*Kısa Problem:*
Lütfen aşağıdaki verilerde "green" kelimesini içeren her satırı gösterin. Büyük-küçük harf ayrımı dikkate alınmalıdır.

*Veri Kümesi:*
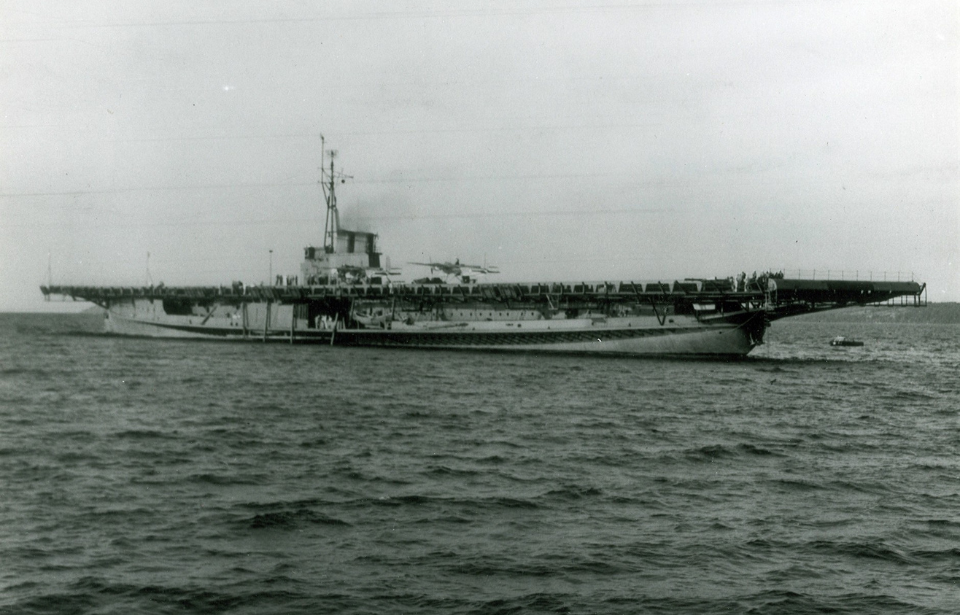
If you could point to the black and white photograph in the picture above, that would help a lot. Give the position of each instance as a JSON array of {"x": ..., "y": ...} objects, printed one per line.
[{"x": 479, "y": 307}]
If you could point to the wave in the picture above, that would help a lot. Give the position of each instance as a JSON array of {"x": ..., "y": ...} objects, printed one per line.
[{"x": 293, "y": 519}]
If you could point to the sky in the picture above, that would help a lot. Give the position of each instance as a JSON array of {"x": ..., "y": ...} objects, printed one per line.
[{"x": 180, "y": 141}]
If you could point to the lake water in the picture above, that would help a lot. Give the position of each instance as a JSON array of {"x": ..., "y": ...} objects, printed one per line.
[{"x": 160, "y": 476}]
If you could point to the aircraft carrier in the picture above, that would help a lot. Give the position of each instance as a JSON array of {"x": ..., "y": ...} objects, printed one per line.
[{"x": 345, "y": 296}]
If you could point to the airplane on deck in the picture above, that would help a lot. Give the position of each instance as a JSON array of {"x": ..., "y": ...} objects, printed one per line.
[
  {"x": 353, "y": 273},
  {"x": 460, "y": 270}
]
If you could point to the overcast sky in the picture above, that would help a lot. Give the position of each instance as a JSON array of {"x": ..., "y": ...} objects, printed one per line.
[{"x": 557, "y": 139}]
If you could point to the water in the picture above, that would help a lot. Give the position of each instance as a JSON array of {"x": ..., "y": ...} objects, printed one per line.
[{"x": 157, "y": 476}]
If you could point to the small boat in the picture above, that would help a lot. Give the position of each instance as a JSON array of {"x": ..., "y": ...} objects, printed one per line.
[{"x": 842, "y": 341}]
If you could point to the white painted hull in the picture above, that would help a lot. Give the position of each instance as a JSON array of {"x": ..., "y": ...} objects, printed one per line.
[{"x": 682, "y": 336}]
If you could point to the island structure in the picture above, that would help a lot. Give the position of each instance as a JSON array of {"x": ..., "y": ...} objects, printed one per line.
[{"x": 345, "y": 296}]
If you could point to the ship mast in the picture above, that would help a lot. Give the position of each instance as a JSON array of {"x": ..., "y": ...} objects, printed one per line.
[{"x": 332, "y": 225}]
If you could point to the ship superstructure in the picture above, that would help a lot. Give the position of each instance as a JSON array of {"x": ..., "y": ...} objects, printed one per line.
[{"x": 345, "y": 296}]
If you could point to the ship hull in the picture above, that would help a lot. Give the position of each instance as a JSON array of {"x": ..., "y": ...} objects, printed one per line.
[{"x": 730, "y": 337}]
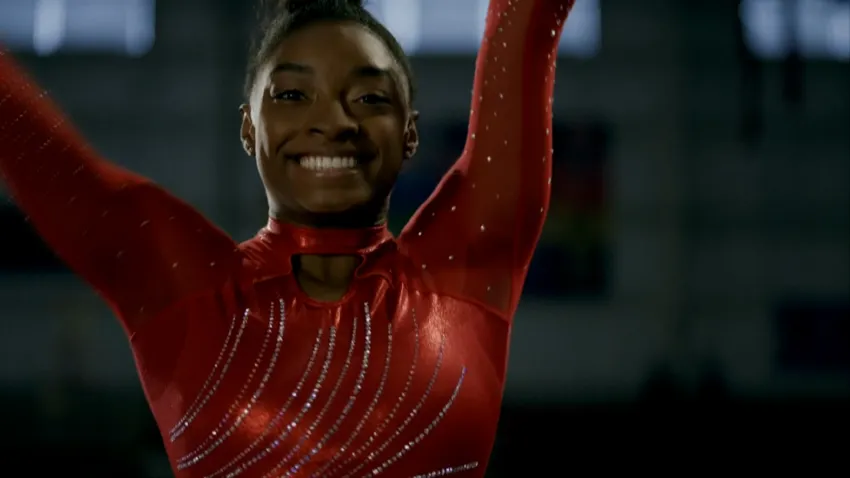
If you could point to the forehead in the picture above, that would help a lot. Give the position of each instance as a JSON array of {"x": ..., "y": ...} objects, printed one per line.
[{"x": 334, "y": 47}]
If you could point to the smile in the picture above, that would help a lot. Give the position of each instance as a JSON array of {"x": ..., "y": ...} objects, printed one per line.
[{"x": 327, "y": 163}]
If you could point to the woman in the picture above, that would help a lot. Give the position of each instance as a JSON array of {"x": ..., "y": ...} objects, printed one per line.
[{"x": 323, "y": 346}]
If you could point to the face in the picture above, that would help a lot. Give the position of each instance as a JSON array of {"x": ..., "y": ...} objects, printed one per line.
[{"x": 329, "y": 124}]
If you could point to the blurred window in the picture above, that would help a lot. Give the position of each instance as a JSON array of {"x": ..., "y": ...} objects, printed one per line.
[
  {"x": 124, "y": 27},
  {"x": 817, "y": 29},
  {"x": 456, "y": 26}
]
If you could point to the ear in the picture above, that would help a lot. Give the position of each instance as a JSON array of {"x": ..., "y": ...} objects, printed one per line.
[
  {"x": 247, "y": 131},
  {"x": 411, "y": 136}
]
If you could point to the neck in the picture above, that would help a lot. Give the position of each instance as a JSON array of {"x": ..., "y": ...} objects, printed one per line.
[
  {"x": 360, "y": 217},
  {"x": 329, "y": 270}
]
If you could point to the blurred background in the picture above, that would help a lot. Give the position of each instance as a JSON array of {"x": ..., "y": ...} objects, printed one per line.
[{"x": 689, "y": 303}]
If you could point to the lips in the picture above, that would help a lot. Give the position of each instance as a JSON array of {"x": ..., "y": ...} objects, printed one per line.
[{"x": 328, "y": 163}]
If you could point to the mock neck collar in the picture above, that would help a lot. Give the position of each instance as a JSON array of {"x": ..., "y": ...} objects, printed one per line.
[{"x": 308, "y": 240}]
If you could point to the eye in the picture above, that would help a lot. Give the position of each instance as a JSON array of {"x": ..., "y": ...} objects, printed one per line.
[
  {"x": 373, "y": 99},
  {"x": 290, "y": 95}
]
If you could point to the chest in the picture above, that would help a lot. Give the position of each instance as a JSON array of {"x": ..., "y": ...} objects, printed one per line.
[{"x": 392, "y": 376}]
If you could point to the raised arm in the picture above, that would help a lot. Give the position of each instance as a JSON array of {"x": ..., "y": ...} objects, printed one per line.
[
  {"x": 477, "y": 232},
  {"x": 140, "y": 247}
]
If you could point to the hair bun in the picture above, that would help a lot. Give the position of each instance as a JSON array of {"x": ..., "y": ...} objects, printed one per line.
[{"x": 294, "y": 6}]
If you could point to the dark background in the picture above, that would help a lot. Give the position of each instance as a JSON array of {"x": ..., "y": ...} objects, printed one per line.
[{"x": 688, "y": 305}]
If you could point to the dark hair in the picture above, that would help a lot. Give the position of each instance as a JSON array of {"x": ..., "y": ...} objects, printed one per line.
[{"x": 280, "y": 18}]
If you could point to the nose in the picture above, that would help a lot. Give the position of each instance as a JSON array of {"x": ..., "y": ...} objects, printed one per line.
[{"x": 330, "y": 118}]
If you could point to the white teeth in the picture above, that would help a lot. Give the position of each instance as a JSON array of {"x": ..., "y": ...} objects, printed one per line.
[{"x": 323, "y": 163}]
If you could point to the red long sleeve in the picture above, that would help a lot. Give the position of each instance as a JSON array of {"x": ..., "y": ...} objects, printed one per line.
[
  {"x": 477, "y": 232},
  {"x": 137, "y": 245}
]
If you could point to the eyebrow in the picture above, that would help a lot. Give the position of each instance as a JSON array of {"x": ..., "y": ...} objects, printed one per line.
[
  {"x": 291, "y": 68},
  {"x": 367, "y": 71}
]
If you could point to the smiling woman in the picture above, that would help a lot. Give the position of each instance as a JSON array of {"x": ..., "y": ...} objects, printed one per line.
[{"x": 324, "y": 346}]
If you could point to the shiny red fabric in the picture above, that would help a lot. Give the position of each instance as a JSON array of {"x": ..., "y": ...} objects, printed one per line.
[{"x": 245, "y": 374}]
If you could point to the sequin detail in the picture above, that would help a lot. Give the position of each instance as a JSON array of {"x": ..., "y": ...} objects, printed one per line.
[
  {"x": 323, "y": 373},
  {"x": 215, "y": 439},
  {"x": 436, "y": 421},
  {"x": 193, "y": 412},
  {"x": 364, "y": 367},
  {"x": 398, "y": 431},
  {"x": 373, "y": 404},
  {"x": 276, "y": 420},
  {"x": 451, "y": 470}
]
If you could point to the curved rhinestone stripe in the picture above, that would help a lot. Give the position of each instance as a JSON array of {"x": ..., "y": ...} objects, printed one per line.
...
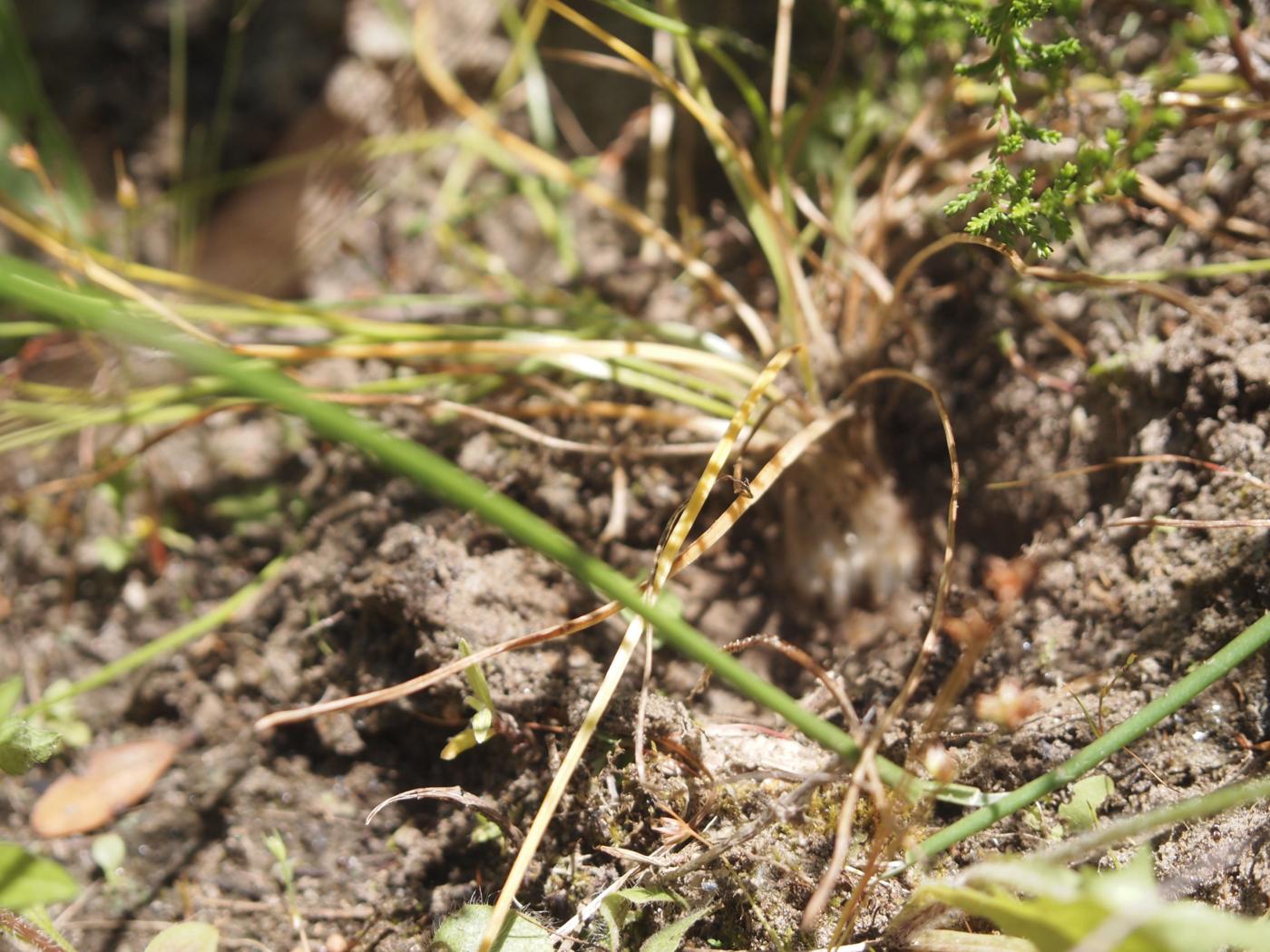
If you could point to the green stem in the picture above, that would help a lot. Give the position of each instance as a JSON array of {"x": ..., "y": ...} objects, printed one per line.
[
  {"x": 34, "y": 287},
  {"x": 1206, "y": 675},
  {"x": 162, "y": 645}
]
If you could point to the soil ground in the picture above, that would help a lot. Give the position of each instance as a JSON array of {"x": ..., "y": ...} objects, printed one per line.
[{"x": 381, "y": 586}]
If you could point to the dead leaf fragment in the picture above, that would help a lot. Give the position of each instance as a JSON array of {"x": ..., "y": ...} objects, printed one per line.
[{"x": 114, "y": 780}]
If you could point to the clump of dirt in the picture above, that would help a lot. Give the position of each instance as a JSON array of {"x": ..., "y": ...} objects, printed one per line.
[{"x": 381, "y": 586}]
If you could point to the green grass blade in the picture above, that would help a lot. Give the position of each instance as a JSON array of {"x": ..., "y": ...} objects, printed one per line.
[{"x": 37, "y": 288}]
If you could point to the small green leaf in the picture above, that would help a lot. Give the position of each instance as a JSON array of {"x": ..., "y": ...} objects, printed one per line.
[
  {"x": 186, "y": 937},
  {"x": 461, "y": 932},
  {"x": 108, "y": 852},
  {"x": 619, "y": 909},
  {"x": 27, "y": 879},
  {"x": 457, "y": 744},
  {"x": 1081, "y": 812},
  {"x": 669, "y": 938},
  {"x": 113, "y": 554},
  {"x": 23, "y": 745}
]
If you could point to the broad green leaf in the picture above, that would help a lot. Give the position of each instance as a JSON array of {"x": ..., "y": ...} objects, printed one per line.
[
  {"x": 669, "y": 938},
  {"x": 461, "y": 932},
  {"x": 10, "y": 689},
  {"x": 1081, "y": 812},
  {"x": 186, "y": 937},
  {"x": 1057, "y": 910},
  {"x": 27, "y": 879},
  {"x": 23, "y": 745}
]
---
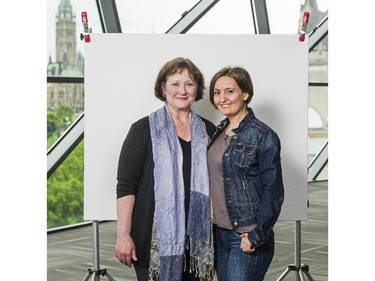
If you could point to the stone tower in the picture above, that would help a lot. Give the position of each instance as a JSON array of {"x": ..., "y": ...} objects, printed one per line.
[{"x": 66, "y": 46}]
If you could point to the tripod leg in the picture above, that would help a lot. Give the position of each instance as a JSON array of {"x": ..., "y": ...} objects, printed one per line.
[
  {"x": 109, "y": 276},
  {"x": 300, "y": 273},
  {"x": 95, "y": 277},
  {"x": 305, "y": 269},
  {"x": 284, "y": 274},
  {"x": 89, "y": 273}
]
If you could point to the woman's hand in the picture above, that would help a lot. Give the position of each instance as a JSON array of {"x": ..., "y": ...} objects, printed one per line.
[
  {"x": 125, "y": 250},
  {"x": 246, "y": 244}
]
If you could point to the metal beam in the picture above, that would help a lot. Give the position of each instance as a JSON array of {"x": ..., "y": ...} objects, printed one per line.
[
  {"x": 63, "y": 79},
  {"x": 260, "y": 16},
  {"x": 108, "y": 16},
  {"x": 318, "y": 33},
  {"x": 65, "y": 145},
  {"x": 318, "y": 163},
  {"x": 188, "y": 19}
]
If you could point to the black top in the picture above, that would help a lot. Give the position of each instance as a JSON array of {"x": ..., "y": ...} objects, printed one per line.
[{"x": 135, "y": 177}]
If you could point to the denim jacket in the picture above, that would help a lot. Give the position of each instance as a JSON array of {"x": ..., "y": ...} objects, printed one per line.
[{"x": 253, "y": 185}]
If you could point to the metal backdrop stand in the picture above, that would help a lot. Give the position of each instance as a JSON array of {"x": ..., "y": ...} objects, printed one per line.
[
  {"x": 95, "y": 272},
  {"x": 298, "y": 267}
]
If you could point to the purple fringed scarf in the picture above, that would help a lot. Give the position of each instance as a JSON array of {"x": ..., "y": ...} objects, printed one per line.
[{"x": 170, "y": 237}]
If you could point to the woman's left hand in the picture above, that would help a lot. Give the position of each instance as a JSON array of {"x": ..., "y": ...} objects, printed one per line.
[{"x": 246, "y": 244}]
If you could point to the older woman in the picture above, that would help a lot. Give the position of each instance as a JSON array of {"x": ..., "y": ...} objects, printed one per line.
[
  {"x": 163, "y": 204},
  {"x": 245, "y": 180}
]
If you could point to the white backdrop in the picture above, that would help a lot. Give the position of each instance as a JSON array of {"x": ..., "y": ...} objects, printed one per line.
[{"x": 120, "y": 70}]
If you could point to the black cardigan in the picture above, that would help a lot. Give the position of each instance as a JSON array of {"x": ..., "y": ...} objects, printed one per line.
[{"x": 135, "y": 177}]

*Yazılı Yanıt:*
If you could point to the green stem in the picture above, that would help a lot. Give the position of each instance as a JSON array of {"x": ..., "y": ...} objects, printed one per line.
If you could point to the green grass blade in the picture above, that would help a lot. Give the position of each instance as a JSON array of {"x": ..., "y": ...} objects, printed one per line.
If you could point to the small green leaf in the picture above, that would help a lot. Give the position of each instance as a JSON array of {"x": ..., "y": ...} objects, printed one per line.
If you could point to the broad green leaf in the picture above, that would help a lot. Give the position of each instance as a JSON array of {"x": ..., "y": ...} objects, printed one per line.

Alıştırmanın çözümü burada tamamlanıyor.